[Entries from a pointing dataset]
• • •

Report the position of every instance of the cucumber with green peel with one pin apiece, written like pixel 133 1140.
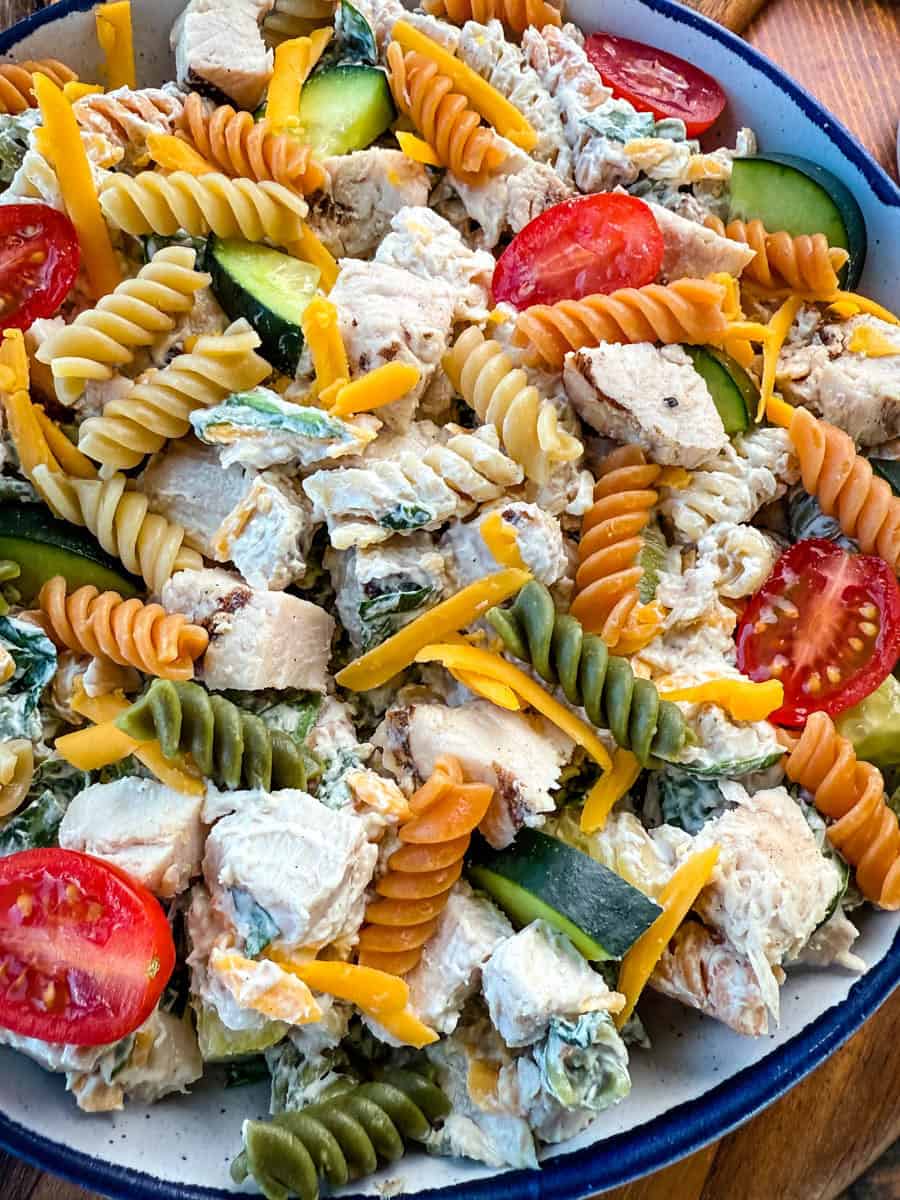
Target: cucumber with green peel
pixel 735 394
pixel 541 877
pixel 43 546
pixel 269 288
pixel 791 193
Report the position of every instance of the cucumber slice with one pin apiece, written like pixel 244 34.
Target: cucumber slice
pixel 269 289
pixel 791 193
pixel 541 877
pixel 735 394
pixel 345 108
pixel 45 546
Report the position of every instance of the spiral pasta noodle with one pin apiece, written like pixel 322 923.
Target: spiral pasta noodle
pixel 137 313
pixel 147 544
pixel 341 1138
pixel 852 795
pixel 691 311
pixel 203 204
pixel 606 599
pixel 444 118
pixel 603 684
pixel 17 84
pixel 240 147
pixel 129 633
pixel 160 407
pixel 845 486
pixel 515 15
pixel 804 264
pixel 417 886
pixel 227 744
pixel 528 425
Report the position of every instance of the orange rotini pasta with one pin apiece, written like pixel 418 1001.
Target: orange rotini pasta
pixel 694 311
pixel 444 118
pixel 606 599
pixel 130 633
pixel 240 147
pixel 17 91
pixel 515 15
pixel 421 873
pixel 852 795
pixel 807 263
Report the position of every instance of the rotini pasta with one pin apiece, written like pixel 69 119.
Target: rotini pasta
pixel 805 264
pixel 17 91
pixel 227 744
pixel 240 147
pixel 444 118
pixel 129 633
pixel 342 1138
pixel 415 888
pixel 137 313
pixel 694 311
pixel 17 768
pixel 203 204
pixel 160 407
pixel 147 544
pixel 604 685
pixel 528 425
pixel 852 795
pixel 515 15
pixel 606 599
pixel 844 484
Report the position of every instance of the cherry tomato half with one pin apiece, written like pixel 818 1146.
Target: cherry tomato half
pixel 39 262
pixel 85 951
pixel 579 247
pixel 827 624
pixel 657 82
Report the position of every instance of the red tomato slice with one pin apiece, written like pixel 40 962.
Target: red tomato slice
pixel 85 951
pixel 39 262
pixel 577 249
pixel 827 624
pixel 657 82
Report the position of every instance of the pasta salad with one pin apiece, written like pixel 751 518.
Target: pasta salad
pixel 449 534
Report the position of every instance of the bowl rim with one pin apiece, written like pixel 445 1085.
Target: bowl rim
pixel 679 1132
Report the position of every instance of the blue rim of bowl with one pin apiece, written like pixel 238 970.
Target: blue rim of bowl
pixel 672 1135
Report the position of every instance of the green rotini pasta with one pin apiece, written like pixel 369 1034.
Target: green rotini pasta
pixel 605 685
pixel 342 1138
pixel 228 745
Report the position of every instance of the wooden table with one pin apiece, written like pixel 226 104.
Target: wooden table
pixel 813 1144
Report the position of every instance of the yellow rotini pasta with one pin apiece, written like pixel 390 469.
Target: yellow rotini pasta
pixel 240 147
pixel 443 117
pixel 159 407
pixel 120 520
pixel 17 91
pixel 129 633
pixel 17 768
pixel 203 204
pixel 694 311
pixel 137 313
pixel 515 15
pixel 805 264
pixel 527 424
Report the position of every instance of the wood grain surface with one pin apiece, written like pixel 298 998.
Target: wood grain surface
pixel 817 1141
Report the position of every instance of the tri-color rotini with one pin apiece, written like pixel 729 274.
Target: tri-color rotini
pixel 603 684
pixel 851 793
pixel 137 313
pixel 227 744
pixel 130 633
pixel 417 885
pixel 342 1138
pixel 527 424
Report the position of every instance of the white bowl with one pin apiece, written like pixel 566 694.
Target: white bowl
pixel 700 1080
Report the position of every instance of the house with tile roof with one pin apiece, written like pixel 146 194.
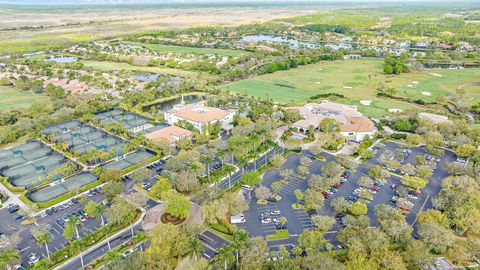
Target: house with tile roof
pixel 353 125
pixel 200 115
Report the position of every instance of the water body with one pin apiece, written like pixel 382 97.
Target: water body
pixel 61 59
pixel 168 104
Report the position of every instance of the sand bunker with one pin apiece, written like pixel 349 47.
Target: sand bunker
pixel 394 110
pixel 365 102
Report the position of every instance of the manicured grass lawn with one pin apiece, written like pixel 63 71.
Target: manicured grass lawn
pixel 280 234
pixel 12 98
pixel 182 49
pixel 358 80
pixel 112 66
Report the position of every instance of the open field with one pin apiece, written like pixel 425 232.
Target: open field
pixel 112 66
pixel 68 24
pixel 358 80
pixel 12 98
pixel 181 49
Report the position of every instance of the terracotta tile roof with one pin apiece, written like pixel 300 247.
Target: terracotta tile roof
pixel 170 133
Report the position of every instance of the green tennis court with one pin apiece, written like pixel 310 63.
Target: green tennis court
pixel 56 190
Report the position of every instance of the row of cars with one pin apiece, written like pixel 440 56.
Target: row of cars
pixel 334 189
pixel 13 208
pixel 269 217
pixel 404 198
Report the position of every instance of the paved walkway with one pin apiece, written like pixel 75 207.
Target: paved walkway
pixel 102 242
pixel 13 198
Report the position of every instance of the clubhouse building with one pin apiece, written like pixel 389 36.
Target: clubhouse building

• • •

§ **Task requirements**
Duplicate the lines above word for word, omitting the pictures.

§ **Solution for this exercise**
Report the position of every instance of the cucumber with green peel with one pin apiece, written like pixel 133 1140.
Target: cucumber with green peel
pixel 735 394
pixel 541 877
pixel 43 546
pixel 269 288
pixel 791 193
Report the position of every instance of the cucumber slice with one pin apiece, written like pixel 244 34.
Target: cucumber slice
pixel 269 289
pixel 791 193
pixel 541 877
pixel 735 394
pixel 345 108
pixel 45 546
Report the position of every instance of the spiral pasta noodle with one pin apiece, written like pixel 322 923.
Target: spiral pasta noodle
pixel 137 313
pixel 147 544
pixel 341 1138
pixel 852 795
pixel 691 311
pixel 203 204
pixel 606 599
pixel 444 118
pixel 603 684
pixel 17 84
pixel 240 147
pixel 129 633
pixel 160 407
pixel 845 486
pixel 515 15
pixel 804 264
pixel 417 886
pixel 227 744
pixel 528 425
Report the position of every instance of the orange rotini pasta with one pin apiece, written like pixel 418 1001.
Target: orange rotini pasta
pixel 694 311
pixel 444 118
pixel 606 599
pixel 130 633
pixel 240 147
pixel 17 91
pixel 515 15
pixel 421 873
pixel 852 795
pixel 807 263
Report the position of every instance of the rotini pasta with one pin apiece, written like pixel 69 119.
Target: rotini pasta
pixel 805 264
pixel 17 91
pixel 227 744
pixel 240 147
pixel 444 118
pixel 129 633
pixel 342 1138
pixel 415 888
pixel 137 313
pixel 694 311
pixel 17 768
pixel 203 204
pixel 160 407
pixel 147 544
pixel 604 685
pixel 528 425
pixel 852 795
pixel 515 15
pixel 606 599
pixel 844 484
Report the position of every instance of the cherry tomato half with one pin apiece, written like pixel 818 1146.
Target: cherry tomato half
pixel 39 262
pixel 85 951
pixel 579 247
pixel 827 624
pixel 657 82
Report the position of every instance of the red tomato slice with one pin apiece, written like pixel 40 962.
Target: red tomato slice
pixel 85 951
pixel 39 262
pixel 577 249
pixel 827 624
pixel 657 82
Report the position of every instance of the pasta salad with one pin apiece, written like pixel 751 518.
Target: pasta salad
pixel 449 534
Report the position of every instance of the bowl rim with one pin apiece, written like pixel 445 1085.
Target: bowl rim
pixel 679 1132
Report the position of every instance of the blue rim of bowl with one pin apiece, written like pixel 238 970.
Target: blue rim of bowl
pixel 672 1135
Report the position of every instance of the green rotini pasta with one pin apiece, written like pixel 369 1034.
Target: green rotini pasta
pixel 605 685
pixel 342 1138
pixel 228 745
Report the position of every instance of the wooden table with one pin apiece, written like pixel 226 104.
Target: wooden table
pixel 813 1144
Report the position of every instance of the yellow rotini pasta with one pin apiece, written like pixel 390 469.
Target: yellow rotini pasta
pixel 240 147
pixel 443 117
pixel 159 407
pixel 120 520
pixel 17 91
pixel 129 633
pixel 17 768
pixel 203 204
pixel 694 311
pixel 137 313
pixel 515 15
pixel 805 264
pixel 527 424
Report the position of every instance of the wood grain surface with one pin apiece, written like pixel 298 998.
Target: wood grain surface
pixel 817 1141
Report the position of every instance of the tri-color rotini with one pin apiece, written like pixel 729 274.
Target: tri-color rotini
pixel 603 684
pixel 851 793
pixel 137 313
pixel 227 744
pixel 130 633
pixel 417 885
pixel 342 1138
pixel 527 424
Report the position of every instance of the white bowl with one pin apiece, written like pixel 566 694.
Target: white bowl
pixel 700 1080
Report the position of every instance of the house with tile roof with one pin apiece, written like pixel 146 194.
Target: house with tile roof
pixel 353 125
pixel 200 115
Report the position of every instance of the water body with one pin apiece, written like pixel 382 97.
Target: water body
pixel 61 59
pixel 168 104
Report the position of every instance of the sand bunker with one pin apiece, written like pixel 349 47.
Target: sand bunker
pixel 394 110
pixel 365 102
Report the position of every instance of the manicured grass lawn with one pin apiece, written like pixel 63 71.
Target: manicured grass lawn
pixel 280 234
pixel 12 98
pixel 182 49
pixel 358 80
pixel 112 66
Report the position of every instance of the open field with one pin apiece, written like pixel 425 232.
Target: open field
pixel 112 66
pixel 68 24
pixel 358 80
pixel 12 98
pixel 181 49
Report the position of every instance of the terracotta tile roof with one pin apiece, written like pixel 300 247.
Target: terracotta tile roof
pixel 170 133
Report the position of every instance of the green tennis court with one pin apiece, written like pixel 310 63.
Target: green tennis court
pixel 56 190
Report the position of every instance of the row of cars with one pin apiece, written like pixel 440 56.
Target: row of cars
pixel 334 189
pixel 13 208
pixel 269 217
pixel 404 198
Report the position of every instance of the paved walkway with one pin apiece, written like pixel 75 207.
Target: paved walkway
pixel 102 242
pixel 13 198
Report the position of every instance of the clubhouse building with one pin apiece, written like pixel 389 36.
Target: clubhouse building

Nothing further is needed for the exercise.